The exercise: Carry on the article about the photographers who trail Diana, picking up right after its final sentence.

Page:

This has been Diana's life for 16 years. Almost every time she goes out she is followed. There is no moment she can be certain she is not being photographed. This is why she will not shower at her gym; this is why she rarely goes out at night. Often she has thought herself alone when a cold lens was eyeing her from the undergrowth. To get a picture the paparazzi will do almost anything: trek for miles, spend all night up a tree, stake out Kensington Palace until three in the morning.

If you think about it - which few people do, though we see her image daily - you imagine this process to be an orderly sort of stalking. The photographers appear (as we know from thousands, millions, of pictures) as she climbs from a car or leaves a building, take a picture, and leave. You do not imagine any communication goes on between them and their Princess. But this is not the case. There is a great deal said. Make no mistake. It is not civilised. It is war.

Mark Saunders, 33, is a freelance photographer from Slough. He lives in a house in Windsor bought with cash earned from selling images of Diana; he makes around pounds 75,000 a year. He wears the loafers and V-necked jumpers of a Sloane Ranger but is not one - the upper classes "appal" him, and his manners lack polish. He has a girlfriend who is an actress. He likes to read and would like to expand his mind. He is a little lonely. He is a gentle soul. Except to Diana.

Mark Saunders spends his life following Diana, and likes to start his day at the Family Tree Cafe opposite the Harbour Club gym in Fulham, west London. After a cooked breakfast he will drive round the club to see if Diana is there. If he cannot spot her car, he will drive to a side street opposite Kensin-gton Palace where he can wait in his BMW until Diana comes out in hers.

Data lines:
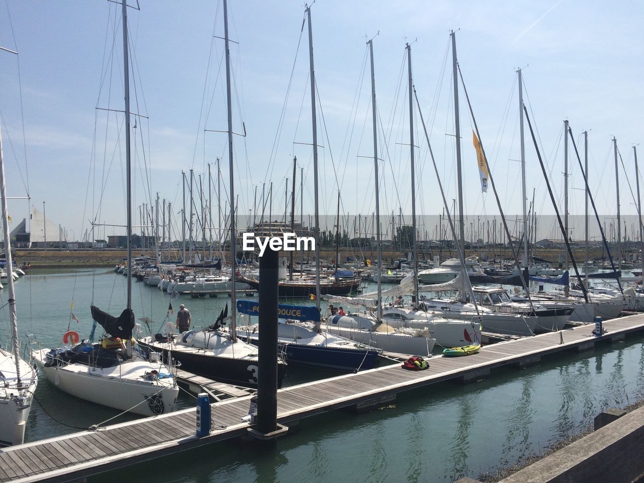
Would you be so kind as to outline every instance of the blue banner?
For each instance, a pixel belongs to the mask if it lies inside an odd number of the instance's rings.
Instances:
[[[237,311],[248,316],[260,315],[260,303],[254,300],[238,300]],[[319,322],[320,313],[315,305],[278,305],[278,317],[280,319]]]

The answer:
When I was there that was the routine. Harbour Club, then KP, as the paparazzi call it. At 11.05am he stiffened. The atmosphere electrified. He threw his cappuccino into the road and pulled away sharply. He had spotted what I had not: before us, in a stately procession, sailed a green BMW and gold Range Rover. It was Diana. The princes, and their backup, were with her.

The traffic of Kensington flowed unknowingly around the Royal cars as they took a left into Hyde Park and another left onto Park Lane. Behind them, Saunders kept close. But in five minutes it was over. The lights changed. Ahead of us the silent procession melted into the traffic, and disappeared.

Saunders turned off Park Lane and into Mayfair. No sign at the house belonging to Raine, Diana's stepmother. He headed into Park Street. "Bingo!" There, sitting quietly on the side of the road, were the BMW and backup. Saunders parked on a meter and took his camera from the boot. "I'm going to blitz her," he whispered. He crept down the street. I watched from the far side of the road, and as I did so, Diana got into her car. It purred away at once, leaving me with a blurred image of a woman's face anxiously scanning the street.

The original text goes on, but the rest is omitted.